> **Extracted data**
*** Begin section ***
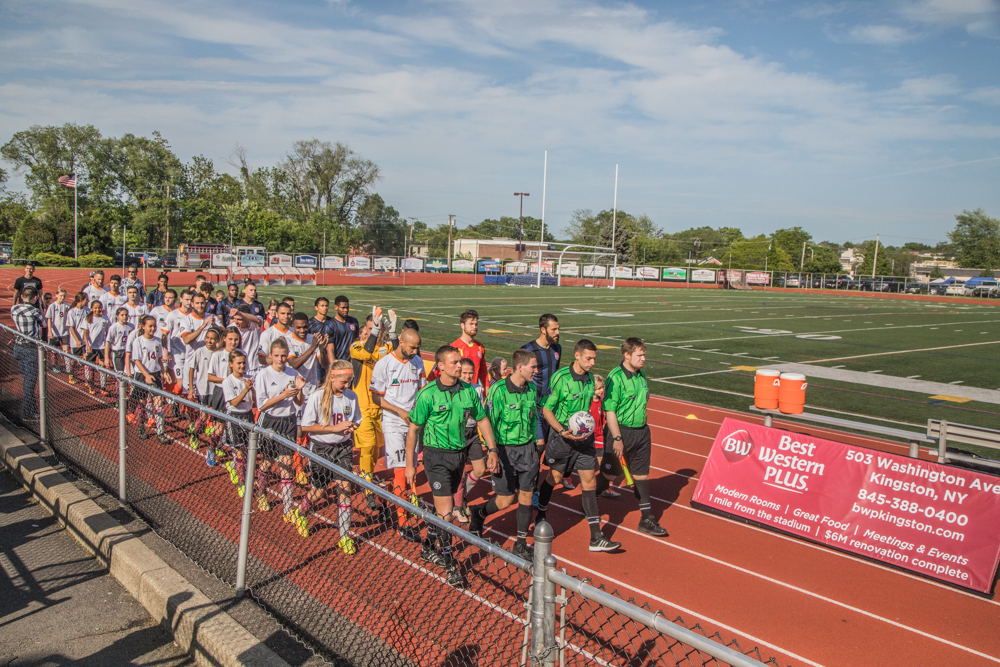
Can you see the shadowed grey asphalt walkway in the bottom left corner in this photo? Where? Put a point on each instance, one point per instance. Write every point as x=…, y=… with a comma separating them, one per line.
x=58, y=605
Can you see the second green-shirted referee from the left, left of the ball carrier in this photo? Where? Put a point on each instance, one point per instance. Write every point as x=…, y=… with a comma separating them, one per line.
x=512, y=411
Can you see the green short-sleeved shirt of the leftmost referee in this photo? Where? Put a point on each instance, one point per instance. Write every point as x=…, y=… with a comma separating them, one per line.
x=443, y=412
*** End section ***
> **Task brief**
Nothing but the lines from the one with "Can you see the second" through the final line of the records above should appear, each copied exactly.

> **Answer to the exercise**
Can you see the second green-shirted referee from the left, left of the ball carrier in this photo? Where? Put a point on each instance, one point per instance. Write every point as x=…, y=… with a comma separating them, one per line.
x=512, y=411
Can you see the green short-sleeved shirt of the leftmost referee in this photo? Where? Put a point on each instance, one point per instance. Write every point as x=…, y=… with a comma separating them, one per line.
x=443, y=412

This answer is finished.